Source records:
====

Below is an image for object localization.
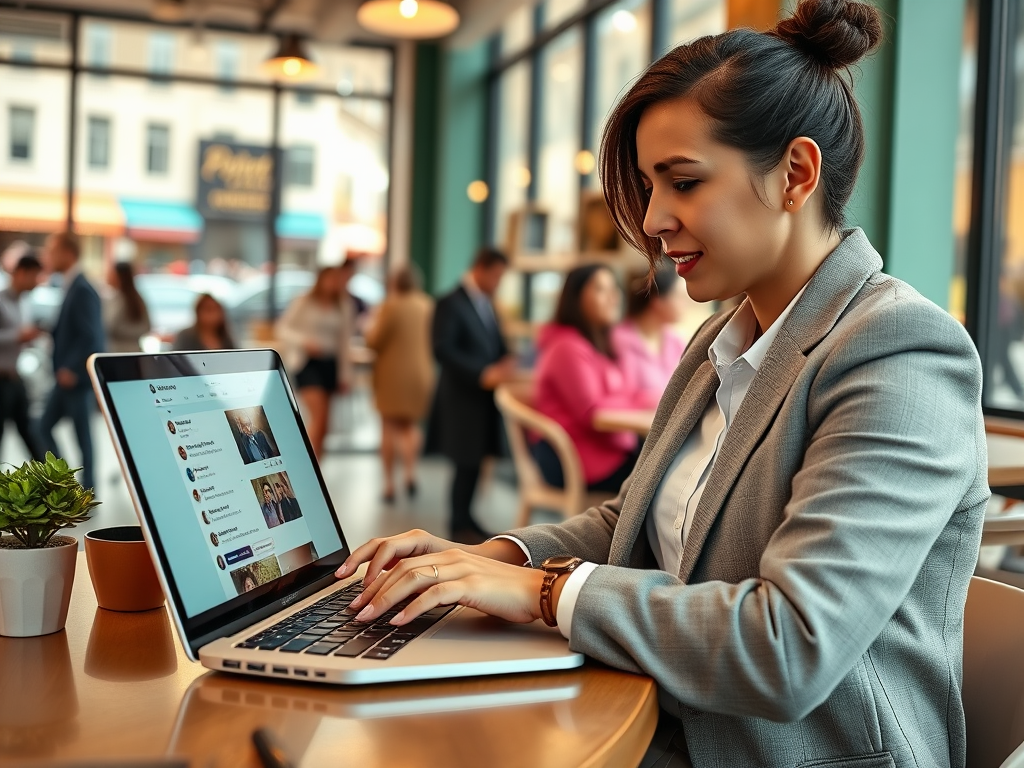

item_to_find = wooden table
[0,553,657,768]
[594,410,654,437]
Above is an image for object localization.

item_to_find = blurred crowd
[0,232,685,543]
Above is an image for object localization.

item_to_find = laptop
[89,349,583,684]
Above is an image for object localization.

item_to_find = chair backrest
[495,382,587,515]
[964,577,1024,768]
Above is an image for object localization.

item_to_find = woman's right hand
[335,529,525,585]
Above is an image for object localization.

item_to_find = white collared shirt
[504,285,807,638]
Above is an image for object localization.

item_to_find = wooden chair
[495,382,609,526]
[963,577,1024,768]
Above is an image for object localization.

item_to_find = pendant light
[355,0,459,40]
[262,33,319,83]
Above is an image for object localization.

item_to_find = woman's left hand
[351,549,544,627]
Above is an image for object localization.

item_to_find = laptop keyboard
[234,582,456,660]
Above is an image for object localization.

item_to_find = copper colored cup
[85,525,164,610]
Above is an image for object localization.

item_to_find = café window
[216,40,240,93]
[145,123,171,174]
[8,106,36,161]
[89,117,111,168]
[285,146,313,186]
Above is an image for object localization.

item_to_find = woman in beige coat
[367,266,434,502]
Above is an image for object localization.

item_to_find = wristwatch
[541,555,583,627]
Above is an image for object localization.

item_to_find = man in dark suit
[433,249,515,544]
[39,232,104,488]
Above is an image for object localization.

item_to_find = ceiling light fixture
[355,0,459,40]
[262,33,319,83]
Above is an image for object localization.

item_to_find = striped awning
[0,187,125,237]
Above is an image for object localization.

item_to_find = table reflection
[0,630,78,758]
[168,673,581,768]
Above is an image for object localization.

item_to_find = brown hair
[600,0,882,266]
[391,264,423,294]
[555,264,615,359]
[114,261,145,322]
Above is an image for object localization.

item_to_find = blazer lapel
[670,229,882,582]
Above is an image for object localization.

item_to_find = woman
[611,266,686,401]
[103,261,151,352]
[339,0,989,768]
[172,293,238,352]
[366,266,434,503]
[530,264,657,494]
[274,266,355,459]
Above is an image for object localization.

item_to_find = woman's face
[636,98,793,301]
[196,299,224,329]
[580,269,623,328]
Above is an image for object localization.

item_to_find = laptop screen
[96,352,345,643]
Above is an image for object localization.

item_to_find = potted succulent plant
[0,454,98,637]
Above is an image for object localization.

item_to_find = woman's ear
[779,136,821,212]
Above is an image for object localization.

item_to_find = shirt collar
[708,283,807,371]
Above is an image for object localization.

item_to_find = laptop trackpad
[430,608,561,643]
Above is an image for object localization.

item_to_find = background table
[0,554,657,768]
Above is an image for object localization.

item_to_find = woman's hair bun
[775,0,882,70]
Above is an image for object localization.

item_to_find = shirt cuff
[557,561,597,640]
[487,534,534,568]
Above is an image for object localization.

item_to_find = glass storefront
[0,10,393,346]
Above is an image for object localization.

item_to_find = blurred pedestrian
[172,293,238,352]
[39,231,105,488]
[431,248,516,544]
[366,265,434,502]
[0,251,46,461]
[274,266,355,458]
[530,264,657,494]
[103,261,152,352]
[611,267,686,399]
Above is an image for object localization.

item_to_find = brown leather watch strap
[541,570,562,627]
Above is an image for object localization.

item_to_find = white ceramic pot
[0,536,78,637]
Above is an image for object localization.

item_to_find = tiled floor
[0,397,558,546]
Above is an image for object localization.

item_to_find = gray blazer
[512,229,989,768]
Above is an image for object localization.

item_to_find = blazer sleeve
[432,296,492,386]
[540,302,988,721]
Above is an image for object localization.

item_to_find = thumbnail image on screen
[250,472,302,528]
[224,406,281,464]
[231,555,282,595]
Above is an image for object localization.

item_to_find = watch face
[541,555,577,570]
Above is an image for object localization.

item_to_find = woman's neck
[746,231,843,333]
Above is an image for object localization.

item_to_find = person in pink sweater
[530,264,656,493]
[611,267,686,400]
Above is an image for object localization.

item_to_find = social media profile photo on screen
[224,406,281,464]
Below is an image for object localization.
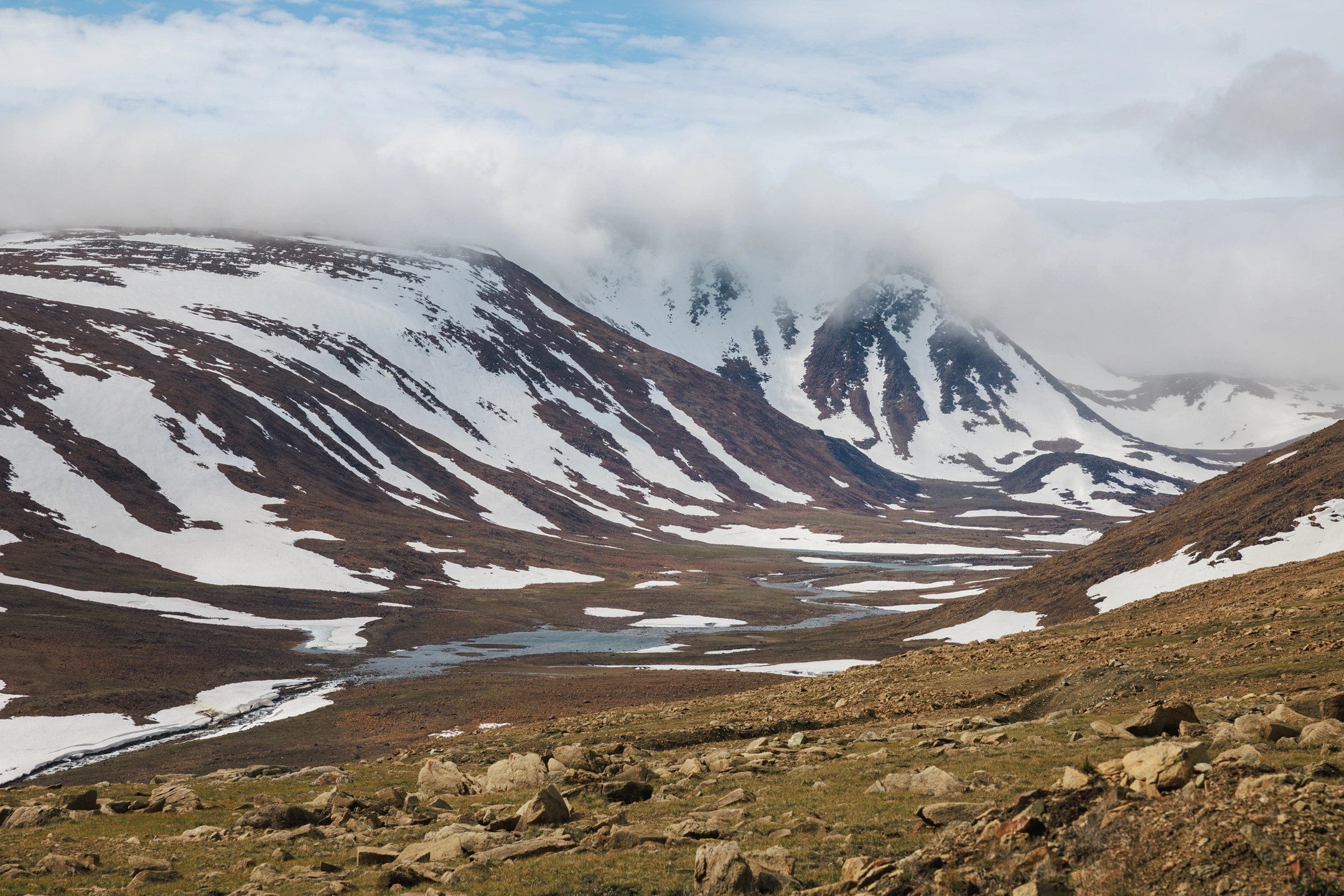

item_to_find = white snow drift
[0,575,381,650]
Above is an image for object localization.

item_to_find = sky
[0,0,1344,379]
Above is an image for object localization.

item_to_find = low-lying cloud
[0,14,1344,379]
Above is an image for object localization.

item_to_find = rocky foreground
[7,558,1344,896]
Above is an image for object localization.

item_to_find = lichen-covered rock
[484,752,548,794]
[415,759,474,795]
[1122,742,1208,790]
[145,783,205,811]
[1118,700,1199,737]
[695,839,755,896]
[513,785,570,831]
[868,766,966,796]
[1297,719,1344,747]
[551,744,598,771]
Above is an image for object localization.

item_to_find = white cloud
[0,7,1344,386]
[1165,50,1344,179]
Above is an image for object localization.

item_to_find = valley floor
[0,539,1344,896]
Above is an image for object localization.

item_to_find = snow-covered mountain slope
[930,422,1344,622]
[1068,373,1344,450]
[572,264,1227,483]
[0,231,917,592]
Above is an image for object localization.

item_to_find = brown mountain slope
[956,423,1344,622]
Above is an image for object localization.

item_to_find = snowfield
[0,575,381,651]
[658,525,1020,556]
[444,560,605,591]
[0,678,330,785]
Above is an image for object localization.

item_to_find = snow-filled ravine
[0,575,381,651]
[1087,498,1344,612]
[607,660,877,678]
[0,678,338,785]
[906,610,1045,643]
[658,525,1019,556]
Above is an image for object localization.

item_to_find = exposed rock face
[1297,719,1344,745]
[484,752,547,794]
[0,806,60,829]
[145,785,205,811]
[666,818,719,839]
[62,790,98,811]
[1265,702,1318,730]
[37,853,98,877]
[1213,744,1261,768]
[695,839,755,896]
[868,766,966,796]
[1098,742,1208,790]
[554,744,598,771]
[1119,701,1199,737]
[915,802,993,828]
[415,759,473,795]
[743,846,803,894]
[1233,713,1301,743]
[238,803,319,829]
[513,785,570,830]
[602,780,653,803]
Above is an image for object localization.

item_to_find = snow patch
[630,612,746,628]
[0,678,317,783]
[658,524,1019,556]
[957,510,1059,520]
[1006,528,1101,544]
[444,560,605,591]
[919,589,989,600]
[0,575,381,650]
[825,579,957,594]
[607,660,877,678]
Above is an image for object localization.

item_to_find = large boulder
[915,802,993,828]
[1265,702,1318,730]
[1297,719,1344,747]
[484,752,547,794]
[868,766,966,796]
[1235,774,1297,800]
[602,780,653,805]
[610,825,668,849]
[145,783,205,811]
[415,759,474,796]
[695,839,755,896]
[1122,742,1208,790]
[238,803,320,830]
[1118,700,1199,737]
[513,785,570,831]
[551,744,598,771]
[1213,744,1261,768]
[1233,713,1301,743]
[36,853,98,877]
[0,806,60,829]
[666,818,719,839]
[742,846,803,894]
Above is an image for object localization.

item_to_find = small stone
[695,839,755,896]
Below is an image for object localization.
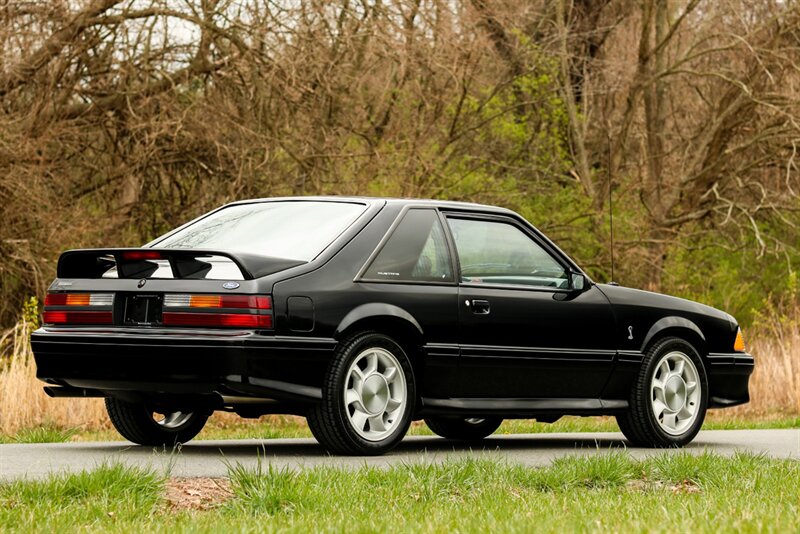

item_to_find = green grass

====

→ **TASK TO CARRY OUT**:
Pick out each line in the records above that contains the string "shirt" and copy those lines. Letter case matters.

→ **EXPECTED ANSWER**:
item_to_find = white collared shirt
item_to_find = shirt collar
item_to_find = shirt cuff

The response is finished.